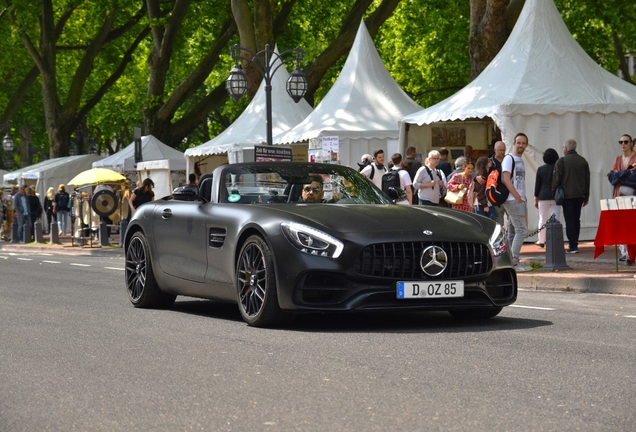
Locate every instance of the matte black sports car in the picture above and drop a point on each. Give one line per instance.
(283, 237)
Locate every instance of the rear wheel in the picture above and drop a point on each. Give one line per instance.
(256, 284)
(477, 313)
(141, 285)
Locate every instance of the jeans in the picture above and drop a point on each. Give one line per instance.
(62, 220)
(22, 220)
(479, 209)
(572, 215)
(517, 227)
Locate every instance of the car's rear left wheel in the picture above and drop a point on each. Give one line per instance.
(256, 284)
(141, 284)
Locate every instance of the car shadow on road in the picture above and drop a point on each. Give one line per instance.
(366, 322)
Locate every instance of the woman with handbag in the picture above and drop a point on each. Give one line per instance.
(460, 188)
(623, 173)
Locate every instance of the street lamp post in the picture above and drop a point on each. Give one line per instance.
(7, 145)
(236, 83)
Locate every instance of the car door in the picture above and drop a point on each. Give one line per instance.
(180, 237)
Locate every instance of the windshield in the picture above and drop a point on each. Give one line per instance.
(289, 182)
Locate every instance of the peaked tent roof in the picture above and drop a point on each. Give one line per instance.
(151, 148)
(364, 102)
(540, 70)
(250, 126)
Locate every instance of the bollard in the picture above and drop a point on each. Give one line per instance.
(554, 250)
(14, 232)
(103, 233)
(123, 226)
(38, 234)
(26, 233)
(55, 233)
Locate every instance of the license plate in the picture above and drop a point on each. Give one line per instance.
(438, 289)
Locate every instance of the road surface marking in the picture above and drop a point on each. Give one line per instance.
(532, 307)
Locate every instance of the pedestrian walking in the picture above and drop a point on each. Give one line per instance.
(543, 196)
(572, 172)
(514, 177)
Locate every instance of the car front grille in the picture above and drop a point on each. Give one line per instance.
(402, 260)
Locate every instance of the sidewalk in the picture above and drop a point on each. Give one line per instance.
(67, 246)
(585, 274)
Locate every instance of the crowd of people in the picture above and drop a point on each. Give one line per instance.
(60, 211)
(432, 182)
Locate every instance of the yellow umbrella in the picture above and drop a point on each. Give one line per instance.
(96, 176)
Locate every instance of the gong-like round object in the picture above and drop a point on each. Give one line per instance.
(104, 203)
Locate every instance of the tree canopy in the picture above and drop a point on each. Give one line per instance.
(84, 71)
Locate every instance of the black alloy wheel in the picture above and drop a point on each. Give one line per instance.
(141, 285)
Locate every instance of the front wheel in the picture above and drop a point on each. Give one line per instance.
(256, 284)
(141, 284)
(476, 313)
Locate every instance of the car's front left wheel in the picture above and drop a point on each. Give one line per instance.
(141, 285)
(256, 284)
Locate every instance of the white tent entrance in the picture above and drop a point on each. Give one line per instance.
(543, 84)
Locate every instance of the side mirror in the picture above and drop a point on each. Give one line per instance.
(186, 193)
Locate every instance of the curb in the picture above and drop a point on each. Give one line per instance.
(624, 285)
(48, 249)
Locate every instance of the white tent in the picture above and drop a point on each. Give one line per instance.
(542, 83)
(151, 149)
(249, 128)
(51, 172)
(362, 108)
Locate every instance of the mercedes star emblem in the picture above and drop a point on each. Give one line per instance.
(433, 261)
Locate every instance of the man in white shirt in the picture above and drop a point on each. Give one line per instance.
(375, 170)
(429, 180)
(405, 180)
(514, 177)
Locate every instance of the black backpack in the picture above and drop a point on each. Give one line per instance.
(496, 191)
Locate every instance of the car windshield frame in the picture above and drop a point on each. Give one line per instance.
(283, 183)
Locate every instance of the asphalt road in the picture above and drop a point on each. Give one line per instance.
(75, 355)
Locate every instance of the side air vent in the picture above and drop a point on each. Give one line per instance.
(217, 237)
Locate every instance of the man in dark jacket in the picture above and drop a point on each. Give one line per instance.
(572, 172)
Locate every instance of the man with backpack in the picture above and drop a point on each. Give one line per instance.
(514, 178)
(375, 170)
(430, 181)
(398, 178)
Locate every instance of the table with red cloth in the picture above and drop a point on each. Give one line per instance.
(616, 227)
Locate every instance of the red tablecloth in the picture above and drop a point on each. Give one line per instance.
(616, 227)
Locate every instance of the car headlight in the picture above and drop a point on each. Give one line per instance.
(498, 240)
(312, 241)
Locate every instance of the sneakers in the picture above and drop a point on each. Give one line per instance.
(521, 268)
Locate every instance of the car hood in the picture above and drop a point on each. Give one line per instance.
(393, 221)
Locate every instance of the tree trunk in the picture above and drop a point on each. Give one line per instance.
(487, 33)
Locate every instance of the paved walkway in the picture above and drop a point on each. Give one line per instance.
(585, 274)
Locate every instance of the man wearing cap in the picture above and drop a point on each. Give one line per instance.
(375, 170)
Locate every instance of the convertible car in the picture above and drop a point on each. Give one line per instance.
(279, 238)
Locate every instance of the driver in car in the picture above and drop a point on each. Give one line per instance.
(312, 192)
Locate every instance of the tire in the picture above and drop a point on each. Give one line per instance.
(477, 313)
(142, 287)
(256, 284)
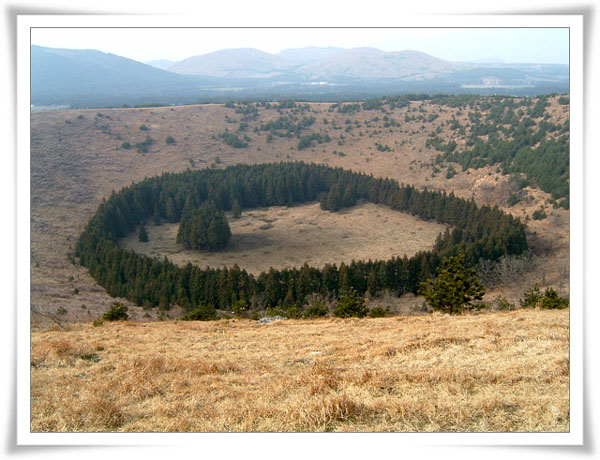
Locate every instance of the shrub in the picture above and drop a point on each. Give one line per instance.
(379, 312)
(293, 311)
(142, 234)
(350, 304)
(117, 312)
(513, 199)
(552, 301)
(202, 312)
(539, 214)
(531, 298)
(316, 310)
(500, 303)
(240, 308)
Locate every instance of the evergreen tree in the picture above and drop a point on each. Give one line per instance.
(142, 235)
(236, 210)
(350, 304)
(455, 287)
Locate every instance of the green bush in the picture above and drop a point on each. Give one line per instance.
(117, 312)
(500, 303)
(513, 199)
(293, 311)
(350, 304)
(379, 312)
(455, 287)
(531, 298)
(316, 310)
(539, 214)
(240, 308)
(202, 312)
(552, 301)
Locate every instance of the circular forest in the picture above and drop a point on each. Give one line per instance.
(199, 199)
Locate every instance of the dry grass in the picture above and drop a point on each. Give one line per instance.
(283, 237)
(489, 372)
(75, 162)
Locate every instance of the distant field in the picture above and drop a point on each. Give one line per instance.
(281, 237)
(506, 372)
(78, 159)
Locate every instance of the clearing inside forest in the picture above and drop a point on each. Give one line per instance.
(287, 237)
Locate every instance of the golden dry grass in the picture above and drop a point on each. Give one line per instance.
(504, 371)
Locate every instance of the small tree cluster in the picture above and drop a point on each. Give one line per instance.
(202, 312)
(350, 304)
(550, 300)
(204, 228)
(117, 312)
(455, 287)
(142, 234)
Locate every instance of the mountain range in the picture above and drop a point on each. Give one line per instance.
(80, 78)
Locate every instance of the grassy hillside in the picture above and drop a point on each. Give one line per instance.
(78, 158)
(506, 372)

_ _ _ _ _ _ _

Task to complete:
Convert every line of the records above into a JSON list of strings, one string per line, leaving out blank lines and the pictures.

Written answer:
[
  "Locate every instance of the matte black sports car in the picture above and drop a point on each. Give one line per instance.",
  "(283, 237)",
  "Locate every instance of the rear wheel in the picture above and drop a point on each. Give one line per instance.",
  "(256, 284)",
  "(477, 313)",
  "(141, 285)",
  "Locate every instance of the jeans in the picture above and drop a point on each. Give one line per instance.",
  "(62, 220)",
  "(22, 220)",
  "(479, 209)",
  "(572, 215)",
  "(517, 227)",
  "Locate every instance of the car's rear left wheel in the picture above and drop a point on each. Give one line per instance.",
  "(256, 284)",
  "(141, 284)",
  "Locate every instance of the car shadow on road in the picture above and drop a point on each. Give one line per instance.",
  "(366, 322)",
  "Locate every instance of the woman with handbag in the picture above and drop a point on each. Give one line per instance.",
  "(460, 188)",
  "(623, 173)",
  "Locate every instance of the street lamp post in the picture above and drop a point on each. Give one line per instance.",
  "(7, 145)",
  "(236, 83)",
  "Locate every instance of the car door in the picture above and drop a point on each. Give one line per instance.",
  "(180, 237)",
  "Locate every instance of the windshield in the picture above and drop a point on each. Give one line per instance.",
  "(289, 182)",
  "Locate every instance of the peaked tent roof in the picture above and drop a point on each. Give one line per instance.",
  "(151, 148)",
  "(364, 102)",
  "(540, 70)",
  "(250, 126)",
  "Locate every instance of the bollard in the picture above and drop a point on each. Give one line per instance.",
  "(554, 250)",
  "(14, 232)",
  "(103, 233)",
  "(123, 226)",
  "(38, 234)",
  "(26, 233)",
  "(55, 233)",
  "Locate every instance of the license plate in the picture above and drop a point on each. Give one line per instance.",
  "(438, 289)",
  "Locate every instance of the road surface marking in the picture above and drop a point on each. Give one line per instance.",
  "(532, 307)",
  "Locate every instance of the pedestrian walking in the picture above and drop a point on each. Give one line per instance.",
  "(543, 196)",
  "(572, 172)",
  "(514, 177)",
  "Locate every instance of the car front grille in the picture above and drop a point on each. Give one line per instance.",
  "(402, 260)",
  "Locate every instance of the sidewalk in the picture above and drop a point on each. Give one line per instance.",
  "(67, 246)",
  "(585, 274)",
  "Locate every instance of the crowd of people in the picture above and drop a point on each. Give one line per instance.",
  "(60, 211)",
  "(432, 182)",
  "Locate every instance of the yellow umbrella in the picture above and drop a point on each. Give one line per instance.",
  "(96, 176)",
  "Locate every instance of the gong-like round object in the picture above and drop a point on each. Give one line per instance.",
  "(104, 203)",
  "Locate every instance of the tree canopy in the picture above and drop a point on each. Give one line per instance.",
  "(84, 71)",
  "Locate every instance of the black alloy wheel in the picture above and drop a point on each. Give one line per instance.",
  "(141, 285)",
  "Locate every instance of the front wheel in the picture above and drop a point on each. Give one line per instance.",
  "(256, 284)",
  "(141, 284)",
  "(476, 313)",
  "Locate every instance of the car's front left wheel in the picture above and drop a point on each. Give one line per instance.",
  "(141, 285)",
  "(256, 284)",
  "Locate every instance of the white tent entrance in the picture above and drop a point on each. Give one line per instance.",
  "(543, 84)",
  "Locate every instance of the side mirror in the picture above and drop a point on each. Give one line per instance.",
  "(186, 193)",
  "Locate every instance of the curb in the picture above and drop a point on each. Give one line per instance.",
  "(624, 285)",
  "(48, 249)",
  "Locate every instance of the white tent in the picture above and drop a point on each. Give one line per instance.",
  "(542, 83)",
  "(151, 149)",
  "(249, 128)",
  "(51, 172)",
  "(362, 108)",
  "Locate every instance of the mercedes star emblem in the picture above and drop a point on each. Give one line per instance.",
  "(433, 261)",
  "Locate every instance of the man in white shirt in the picture above and drop a point on each. Give one line per instance.",
  "(375, 170)",
  "(429, 180)",
  "(405, 180)",
  "(514, 177)",
  "Locate every instance of the black backpack in the picture above and drop a point on each. Give one line per instance.",
  "(496, 191)",
  "Locate every instance of the car windshield frame in the picture above and drop a point on each. Give one line per instance.",
  "(283, 183)",
  "Locate every instance of the asphalt road in the picture above and drop a point on each. Give one line per instance.",
  "(75, 355)",
  "Locate every instance of the side air vent in the picture above and drop a point on each. Give one line per instance.",
  "(217, 237)",
  "Locate every instance of the man in dark jacket in the picture above and drop a point on each. Give one line per instance.",
  "(572, 172)",
  "Locate every instance of the man with backpack in the picture above and drop a point on each. Give one line per instance.",
  "(514, 178)",
  "(375, 170)",
  "(430, 181)",
  "(398, 178)",
  "Locate every instance of the table with red cloth in the picture above and drop a point on each. Give one line per instance.",
  "(616, 227)",
  "Locate every instance of the red tablecloth in the picture above and drop a point on each. Give one line per instance.",
  "(616, 227)",
  "Locate every instance of the car headlight in the picture above and drop a point on each. Give one line per instance.",
  "(498, 240)",
  "(312, 241)",
  "Locate every instance of the sneakers in the picture above and drop a point on each. Give one line per instance.",
  "(521, 268)",
  "Locate every instance of the car hood in the picture above and drop a point on each. Give one line per instance.",
  "(393, 221)",
  "Locate every instance of the tree trunk in the picture above and drop a point on each. Give one line per instance.",
  "(487, 33)",
  "Locate every instance of the paved walkway in the picture above and drop a point on each. Give one line per instance.",
  "(585, 274)",
  "Locate every instance of the man wearing cap in the picture above and drop a point on each. Give one line per instance.",
  "(375, 170)",
  "Locate every instance of the convertible car in the picture above and drop a point on each. Give one line per instance.",
  "(279, 238)",
  "Locate every instance of the driver in car in the picture above and drop a point on each. Give one line per instance.",
  "(312, 192)",
  "Locate every instance of the tire in the picture above and drop a point on each. Give one line per instance.",
  "(477, 313)",
  "(142, 287)",
  "(256, 284)",
  "Locate every instance of the shrub in the picture above and drop a point on each. Give one line per instance.",
  "(379, 312)",
  "(293, 311)",
  "(142, 234)",
  "(350, 304)",
  "(117, 312)",
  "(513, 199)",
  "(552, 301)",
  "(202, 312)",
  "(539, 214)",
  "(531, 298)",
  "(316, 310)",
  "(500, 303)",
  "(240, 308)",
  "Locate every instance of the evergreen tree in the picture above and drop a point on each. Give one line per instance.",
  "(142, 235)",
  "(236, 210)",
  "(350, 304)",
  "(455, 287)",
  "Locate every instance of the green bush in the picture above and drop a point on each. Give one line per instance.",
  "(117, 312)",
  "(500, 303)",
  "(513, 199)",
  "(293, 311)",
  "(350, 304)",
  "(379, 312)",
  "(455, 287)",
  "(531, 298)",
  "(316, 310)",
  "(539, 214)",
  "(240, 308)",
  "(202, 312)",
  "(552, 301)",
  "Locate every instance of the circular forest in the picture above and drop a point on each. Give one line per instance.",
  "(199, 199)",
  "Locate every instance of the dry grass in the picture above and drop a point on each. Give one line per instance.",
  "(283, 237)",
  "(489, 372)",
  "(75, 162)",
  "Locate every instance of the distant field in the picture above and drop a point on each. Give one line per instance.",
  "(281, 237)",
  "(506, 372)",
  "(78, 159)",
  "Locate every instance of the clearing inside forest in the picture above and drop a point on each. Give one line per instance.",
  "(287, 237)",
  "Locate every instance of the golden dry grass in the picture above and drop a point on each. Give one line per instance.",
  "(504, 371)",
  "Locate every instance of the small tree cluster in the picture above and drop a point on each. Give one line per instance.",
  "(202, 312)",
  "(350, 304)",
  "(550, 300)",
  "(204, 228)",
  "(117, 312)",
  "(455, 287)",
  "(142, 234)",
  "Locate every instance of the mountain range in the picture above and drop a point on each. Give one line per instance.",
  "(80, 78)",
  "Locate every instance of the grassy hillside in the picture above and drop a point on each. Give one line per instance.",
  "(78, 158)",
  "(506, 372)"
]